- ANFORDERUNG 1 -
Zeige alle Zeilen der Einträge, in denen die Zeichenfolge „glazed“ vorkommt. Groß- und Kleinschreibung ist dabei zu beachten.

- TEXT -

Im Herbst 2022 überlegten wir, für unseren Sohn Bent ein Auslandsjahr zu organisieren. Nach einigen Recherchen entschieden wir uns für YFU als Veranstalter. Schnell kam auch in die Diskussion, einem anderen jugendlichen Weltenentdecker Bents dann verwaistes Zimmer und unsere familiäre Obhut zur Verfügung zu stellen.
Bei Bents Bruder Artur und seiner Mutter Barbara allerdings fiel die Idee zunächst nicht auf fruchtbaren Boden. Wie würde es sein mit einem fremden Menschen mit fremden Angewohnheiten und fremdem Benehmen in unserer wohligen Heimstatt? Könnten wir es ertragen, uns in unserer ureigenen Umgebung nicht mehr vollkommen frei bewegen zu können? Demgegenüber stand das Argument, dass ja unser Sohn auch eine nette Familie finden solle, die ihn für ein Jahr aufnimmt. Letztlich überwog letzteres Argument unsere Bedenken und wir entschieden uns, das Wagnis auf uns zu nehmen.

- ANFORDERUNG 2 -
Übersetze aus dem Text über das Auslandsjahr den Satz „Nach einigen Recherchen entschieden wir uns für YFU als Veranstalter.“ ins Englische.

- BEREITGESTELLTE ANGABEN -
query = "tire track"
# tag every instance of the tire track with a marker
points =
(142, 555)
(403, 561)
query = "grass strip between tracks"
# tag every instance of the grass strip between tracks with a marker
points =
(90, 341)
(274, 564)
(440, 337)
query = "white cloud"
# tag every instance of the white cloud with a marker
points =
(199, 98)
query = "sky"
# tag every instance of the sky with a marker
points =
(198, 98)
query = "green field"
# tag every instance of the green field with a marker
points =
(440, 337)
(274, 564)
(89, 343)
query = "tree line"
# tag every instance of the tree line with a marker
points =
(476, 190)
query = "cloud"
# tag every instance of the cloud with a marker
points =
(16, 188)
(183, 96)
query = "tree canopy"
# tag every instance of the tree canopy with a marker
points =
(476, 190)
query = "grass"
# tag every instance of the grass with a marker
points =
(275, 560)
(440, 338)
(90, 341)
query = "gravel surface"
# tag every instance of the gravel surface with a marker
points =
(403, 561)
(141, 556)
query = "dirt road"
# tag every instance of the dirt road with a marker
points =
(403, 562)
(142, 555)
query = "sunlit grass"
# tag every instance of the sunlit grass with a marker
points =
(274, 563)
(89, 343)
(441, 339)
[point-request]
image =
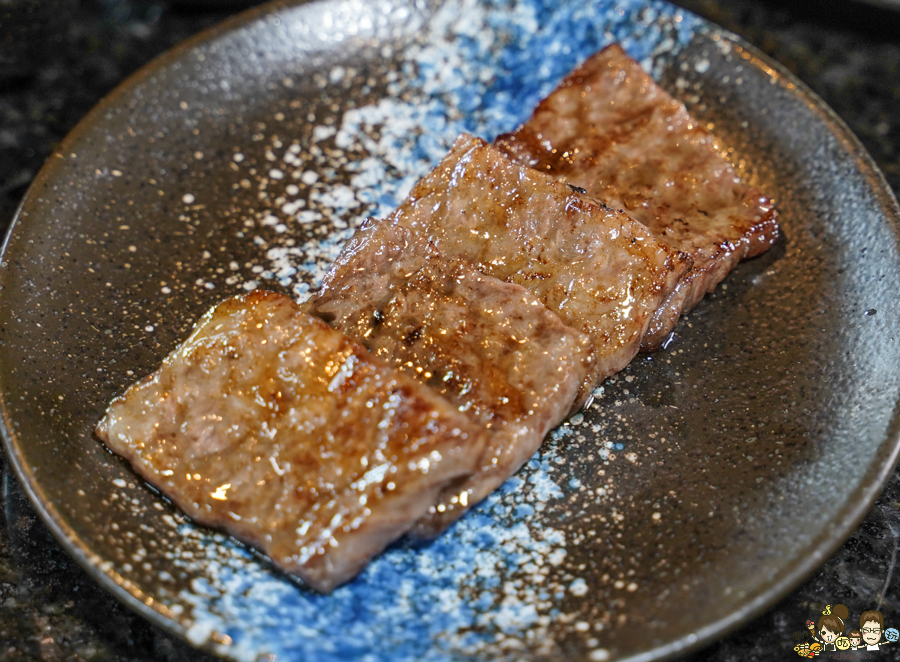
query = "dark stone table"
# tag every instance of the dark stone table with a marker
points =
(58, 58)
* * *
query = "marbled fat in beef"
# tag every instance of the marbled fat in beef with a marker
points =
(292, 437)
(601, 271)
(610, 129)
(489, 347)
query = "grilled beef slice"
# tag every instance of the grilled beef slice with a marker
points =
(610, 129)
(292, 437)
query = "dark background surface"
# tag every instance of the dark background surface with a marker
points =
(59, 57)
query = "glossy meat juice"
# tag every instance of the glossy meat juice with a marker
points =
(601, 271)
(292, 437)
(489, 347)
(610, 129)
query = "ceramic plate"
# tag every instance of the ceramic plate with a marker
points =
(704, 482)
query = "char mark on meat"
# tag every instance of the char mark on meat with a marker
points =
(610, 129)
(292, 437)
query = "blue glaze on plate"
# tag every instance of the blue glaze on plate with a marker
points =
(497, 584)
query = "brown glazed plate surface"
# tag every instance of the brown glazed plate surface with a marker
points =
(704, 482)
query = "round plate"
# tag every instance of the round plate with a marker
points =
* * *
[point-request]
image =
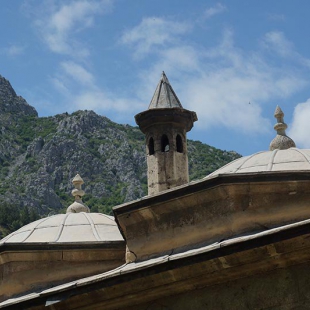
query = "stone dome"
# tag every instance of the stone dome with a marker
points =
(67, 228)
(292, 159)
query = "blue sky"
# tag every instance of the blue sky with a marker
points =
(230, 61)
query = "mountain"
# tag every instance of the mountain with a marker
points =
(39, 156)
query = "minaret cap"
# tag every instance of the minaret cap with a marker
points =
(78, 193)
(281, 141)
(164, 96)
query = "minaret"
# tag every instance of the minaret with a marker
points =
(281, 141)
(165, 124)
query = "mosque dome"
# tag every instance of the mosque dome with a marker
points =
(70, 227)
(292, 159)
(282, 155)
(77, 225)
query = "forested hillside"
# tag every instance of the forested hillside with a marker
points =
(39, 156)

- LÖSUNG DER AUFGABE 1 -
query = "brown glazed plate surface"
# tag every instance of the brown glazed plate surface with a marker

- LÖSUNG DER AUFGABE 2 -
After some research, we decided on YFU as the organizer.